--- Excerpted records ---

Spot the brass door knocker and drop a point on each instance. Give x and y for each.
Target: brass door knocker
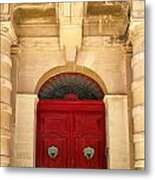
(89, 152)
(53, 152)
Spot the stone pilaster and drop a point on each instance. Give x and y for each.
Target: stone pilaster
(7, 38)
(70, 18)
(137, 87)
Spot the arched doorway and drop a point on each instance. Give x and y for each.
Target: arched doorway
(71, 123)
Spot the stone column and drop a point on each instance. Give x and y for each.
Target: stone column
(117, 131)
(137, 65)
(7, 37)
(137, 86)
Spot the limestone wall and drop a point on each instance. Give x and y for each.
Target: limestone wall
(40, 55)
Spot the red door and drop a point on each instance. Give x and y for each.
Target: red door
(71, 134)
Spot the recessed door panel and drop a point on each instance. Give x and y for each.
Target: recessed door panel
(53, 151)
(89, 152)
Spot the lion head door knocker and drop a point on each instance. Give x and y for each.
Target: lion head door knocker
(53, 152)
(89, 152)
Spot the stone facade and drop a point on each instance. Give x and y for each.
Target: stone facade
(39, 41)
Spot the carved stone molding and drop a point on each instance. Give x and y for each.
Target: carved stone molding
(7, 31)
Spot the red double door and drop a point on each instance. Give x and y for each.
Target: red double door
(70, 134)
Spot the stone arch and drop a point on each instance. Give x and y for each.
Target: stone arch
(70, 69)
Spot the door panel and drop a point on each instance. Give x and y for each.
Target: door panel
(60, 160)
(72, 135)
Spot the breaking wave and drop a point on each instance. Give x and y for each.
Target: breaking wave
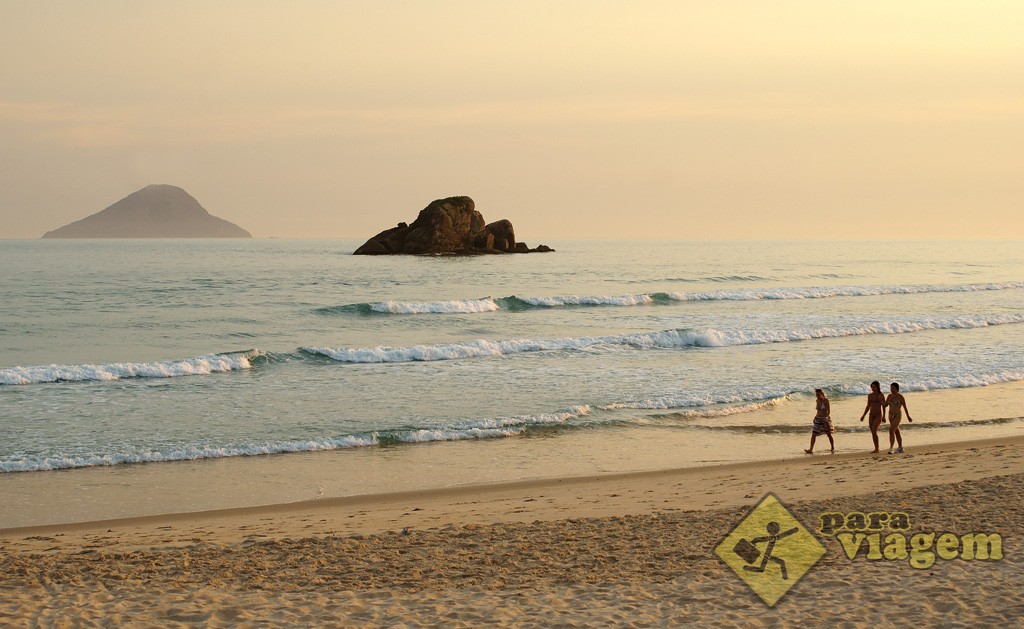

---
--- Excerpted records ---

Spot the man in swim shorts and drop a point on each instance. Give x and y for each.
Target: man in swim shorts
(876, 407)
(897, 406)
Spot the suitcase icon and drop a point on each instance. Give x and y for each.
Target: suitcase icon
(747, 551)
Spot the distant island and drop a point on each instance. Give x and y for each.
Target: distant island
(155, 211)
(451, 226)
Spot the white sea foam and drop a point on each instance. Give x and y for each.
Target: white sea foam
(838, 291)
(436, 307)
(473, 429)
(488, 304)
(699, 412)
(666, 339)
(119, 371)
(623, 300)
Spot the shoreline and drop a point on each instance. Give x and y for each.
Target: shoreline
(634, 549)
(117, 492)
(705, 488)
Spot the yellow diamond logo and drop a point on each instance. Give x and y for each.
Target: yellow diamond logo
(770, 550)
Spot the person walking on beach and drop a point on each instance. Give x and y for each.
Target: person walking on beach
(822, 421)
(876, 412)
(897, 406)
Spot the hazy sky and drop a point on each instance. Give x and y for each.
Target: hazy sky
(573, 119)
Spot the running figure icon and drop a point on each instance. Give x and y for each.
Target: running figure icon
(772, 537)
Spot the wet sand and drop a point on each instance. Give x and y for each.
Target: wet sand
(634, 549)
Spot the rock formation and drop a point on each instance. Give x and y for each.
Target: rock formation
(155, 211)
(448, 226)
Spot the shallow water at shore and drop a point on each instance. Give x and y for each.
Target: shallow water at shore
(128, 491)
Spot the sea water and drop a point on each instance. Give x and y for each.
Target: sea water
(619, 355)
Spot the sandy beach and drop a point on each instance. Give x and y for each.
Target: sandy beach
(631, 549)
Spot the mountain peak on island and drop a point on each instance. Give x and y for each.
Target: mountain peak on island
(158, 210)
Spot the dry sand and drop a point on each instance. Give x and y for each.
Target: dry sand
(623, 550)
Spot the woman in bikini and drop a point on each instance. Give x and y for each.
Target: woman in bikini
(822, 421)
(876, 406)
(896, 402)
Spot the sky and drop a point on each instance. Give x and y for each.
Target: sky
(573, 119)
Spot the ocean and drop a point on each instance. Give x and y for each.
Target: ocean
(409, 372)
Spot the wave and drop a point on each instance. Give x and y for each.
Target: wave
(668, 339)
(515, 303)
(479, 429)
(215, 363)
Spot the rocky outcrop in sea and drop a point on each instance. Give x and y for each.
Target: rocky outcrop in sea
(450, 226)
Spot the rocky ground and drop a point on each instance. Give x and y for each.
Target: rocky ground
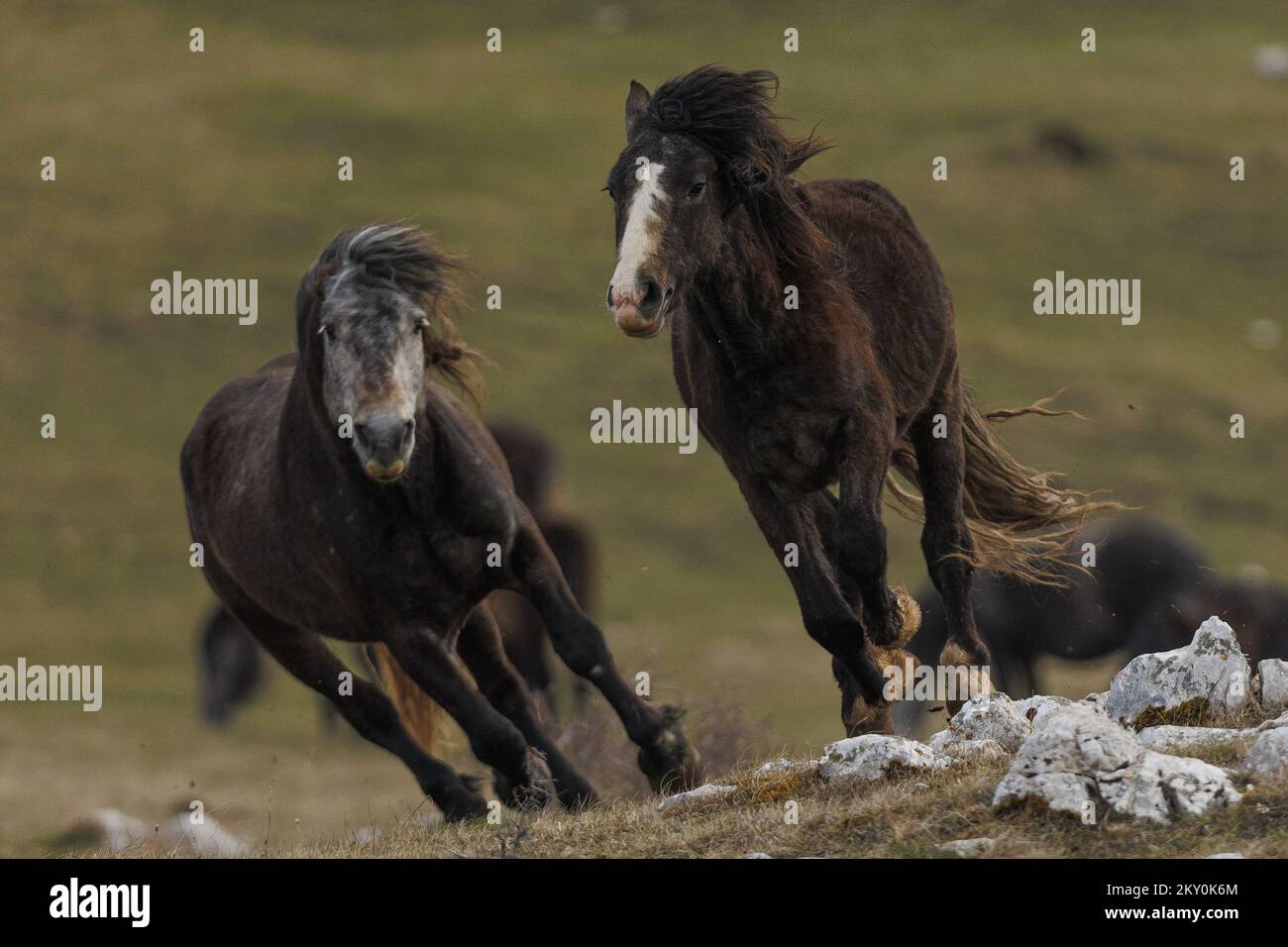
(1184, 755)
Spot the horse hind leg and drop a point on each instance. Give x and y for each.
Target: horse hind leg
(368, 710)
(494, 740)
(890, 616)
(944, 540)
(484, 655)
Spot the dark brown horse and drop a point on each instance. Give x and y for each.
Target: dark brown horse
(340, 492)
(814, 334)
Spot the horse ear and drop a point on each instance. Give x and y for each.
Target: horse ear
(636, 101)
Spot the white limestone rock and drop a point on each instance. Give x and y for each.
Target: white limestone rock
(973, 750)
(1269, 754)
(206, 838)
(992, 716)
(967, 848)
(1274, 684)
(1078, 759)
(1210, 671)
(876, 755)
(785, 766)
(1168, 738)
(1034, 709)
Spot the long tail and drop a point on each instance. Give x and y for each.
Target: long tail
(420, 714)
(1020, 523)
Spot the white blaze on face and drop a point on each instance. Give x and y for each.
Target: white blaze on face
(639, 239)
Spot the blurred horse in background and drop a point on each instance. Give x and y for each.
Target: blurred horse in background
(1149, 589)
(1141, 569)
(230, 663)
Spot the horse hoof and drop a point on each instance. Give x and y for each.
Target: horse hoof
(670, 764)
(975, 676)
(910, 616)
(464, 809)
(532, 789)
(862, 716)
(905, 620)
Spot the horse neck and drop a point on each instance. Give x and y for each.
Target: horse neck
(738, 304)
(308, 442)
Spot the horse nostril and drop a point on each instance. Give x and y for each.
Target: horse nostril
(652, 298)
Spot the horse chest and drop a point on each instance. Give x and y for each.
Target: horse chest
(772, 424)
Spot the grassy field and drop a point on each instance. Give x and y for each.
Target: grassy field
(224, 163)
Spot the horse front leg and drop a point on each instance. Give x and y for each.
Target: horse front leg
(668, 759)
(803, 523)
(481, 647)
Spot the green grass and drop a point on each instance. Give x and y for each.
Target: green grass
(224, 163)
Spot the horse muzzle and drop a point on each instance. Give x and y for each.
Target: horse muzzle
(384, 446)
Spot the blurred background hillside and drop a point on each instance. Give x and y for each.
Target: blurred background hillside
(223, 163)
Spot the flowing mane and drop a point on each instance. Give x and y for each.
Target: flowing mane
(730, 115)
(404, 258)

---
--- Excerpted records ---

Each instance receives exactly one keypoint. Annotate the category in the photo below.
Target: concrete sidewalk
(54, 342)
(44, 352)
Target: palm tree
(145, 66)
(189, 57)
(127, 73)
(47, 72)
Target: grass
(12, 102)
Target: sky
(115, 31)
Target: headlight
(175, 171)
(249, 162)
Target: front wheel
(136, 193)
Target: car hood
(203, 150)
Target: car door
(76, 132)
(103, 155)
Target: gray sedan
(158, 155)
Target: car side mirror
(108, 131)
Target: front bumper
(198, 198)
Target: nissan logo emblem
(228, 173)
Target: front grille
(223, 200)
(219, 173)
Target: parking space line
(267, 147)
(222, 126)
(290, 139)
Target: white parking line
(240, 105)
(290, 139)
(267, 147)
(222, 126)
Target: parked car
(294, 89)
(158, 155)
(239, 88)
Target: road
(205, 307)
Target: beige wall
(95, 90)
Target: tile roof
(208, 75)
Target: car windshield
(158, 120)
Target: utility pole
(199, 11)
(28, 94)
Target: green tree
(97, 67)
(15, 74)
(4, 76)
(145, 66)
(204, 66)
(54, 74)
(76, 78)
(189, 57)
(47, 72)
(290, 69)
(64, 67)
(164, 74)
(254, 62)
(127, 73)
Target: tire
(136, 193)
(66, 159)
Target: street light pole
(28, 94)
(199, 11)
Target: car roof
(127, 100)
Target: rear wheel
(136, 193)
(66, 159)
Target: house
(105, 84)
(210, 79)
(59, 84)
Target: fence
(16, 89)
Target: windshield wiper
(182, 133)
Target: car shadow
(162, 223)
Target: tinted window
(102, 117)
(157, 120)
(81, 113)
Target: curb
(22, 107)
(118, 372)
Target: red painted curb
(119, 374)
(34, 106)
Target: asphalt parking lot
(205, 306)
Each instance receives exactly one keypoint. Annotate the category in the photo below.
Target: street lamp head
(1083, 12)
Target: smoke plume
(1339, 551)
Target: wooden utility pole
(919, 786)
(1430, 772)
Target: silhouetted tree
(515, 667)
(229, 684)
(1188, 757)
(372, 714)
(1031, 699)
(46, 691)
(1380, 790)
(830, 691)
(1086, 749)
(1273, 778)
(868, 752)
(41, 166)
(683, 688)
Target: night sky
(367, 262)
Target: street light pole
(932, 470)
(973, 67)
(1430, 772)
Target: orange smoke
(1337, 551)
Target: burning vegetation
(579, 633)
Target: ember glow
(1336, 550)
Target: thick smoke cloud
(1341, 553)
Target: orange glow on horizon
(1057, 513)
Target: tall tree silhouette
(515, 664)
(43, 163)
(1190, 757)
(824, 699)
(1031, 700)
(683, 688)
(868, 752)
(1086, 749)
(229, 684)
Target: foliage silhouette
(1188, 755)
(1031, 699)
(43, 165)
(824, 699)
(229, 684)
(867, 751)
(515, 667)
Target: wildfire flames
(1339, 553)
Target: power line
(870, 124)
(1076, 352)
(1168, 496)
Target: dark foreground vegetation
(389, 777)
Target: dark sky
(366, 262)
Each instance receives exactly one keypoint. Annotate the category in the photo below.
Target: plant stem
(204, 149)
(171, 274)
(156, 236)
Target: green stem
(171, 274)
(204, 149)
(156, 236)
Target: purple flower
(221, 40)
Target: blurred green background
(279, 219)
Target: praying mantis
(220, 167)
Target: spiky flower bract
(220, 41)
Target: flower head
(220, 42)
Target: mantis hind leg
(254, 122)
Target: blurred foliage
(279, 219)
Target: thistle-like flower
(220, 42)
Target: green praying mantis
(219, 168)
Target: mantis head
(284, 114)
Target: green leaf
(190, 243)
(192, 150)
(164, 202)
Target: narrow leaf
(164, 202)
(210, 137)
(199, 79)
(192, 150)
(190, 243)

---

**Work to complete**
Only the lines above starting with the line with "Spot the brass" and going on through the line with "Target: breaking wave" belong in the answer; repeat them exactly, minus any picture.

**The completed task**
Spot the brass door knocker and drop a point on each instance. Give x and y for each.
Target: brass door knocker
(89, 152)
(53, 152)
Spot the stone pilaster and drop a point on each instance. Give x and y for each.
Target: stone pilaster
(7, 38)
(70, 18)
(137, 87)
Spot the arched doorway and drop a point on each instance. Give x and y for each.
Target: arched doorway
(71, 123)
Spot the stone column and drop a point on each instance. Give x and y for each.
Target: stone column
(117, 131)
(137, 65)
(7, 37)
(137, 86)
Spot the limestone wall and drop a point on each instance. Give x and y for each.
Target: limestone wall
(40, 55)
Spot the red door and drop a point on each instance. Give x and y for each.
Target: red door
(71, 134)
Spot the recessed door panel and drop a point on each instance. Give x and y for each.
Target: recessed door panel
(53, 151)
(89, 152)
Spot the lion head door knocker and drop a point on each instance. Give x and y for each.
Target: lion head door knocker
(53, 152)
(89, 152)
Spot the stone facade and drop a point on each instance. Give x and y for each.
Target: stone facade
(39, 41)
Spot the carved stone molding and drop a point on each instance. Give x and y for each.
Target: carved stone molding
(7, 31)
Spot the red double door and drop a point on each instance. Give x and y for each.
Target: red double door
(70, 134)
Spot the stone arch and drop a point on each instance. Give x and y for each.
Target: stone arch
(70, 69)
Spot the door panel and drop a point on each instance. Give x and y for each.
Target: door panel
(60, 160)
(72, 135)
Spot the breaking wave and drop a point on each instance. Give x and y for each.
Target: breaking wave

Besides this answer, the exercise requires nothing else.